- **REQUIREMENT**:
Convert the lines of the items below into a numbered list. Drop blank lines and omit the pictures from the output.

* BEGIN PROVIDED RECORDS *

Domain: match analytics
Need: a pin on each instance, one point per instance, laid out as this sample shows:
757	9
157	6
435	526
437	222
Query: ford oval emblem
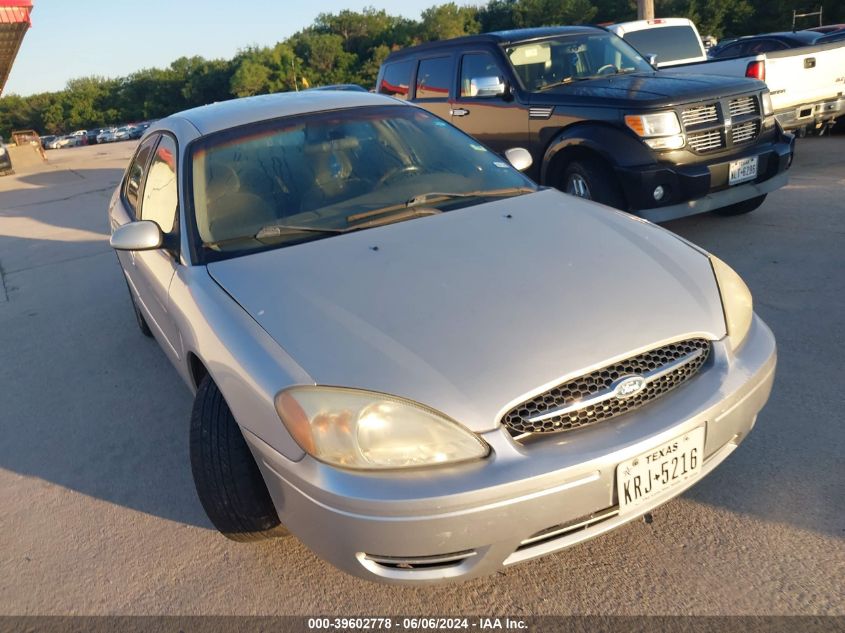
628	386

* END PROVIDED RECORDS *

- **WRITTEN RESPONSE**:
1. Domain: match analytics
2. Need: a pin on each instance, one point per instance, laid out as this sample shows:
3. 757	9
4. 157	6
5. 435	526
6. 437	222
7. Query: ford oval emblem
8. 628	386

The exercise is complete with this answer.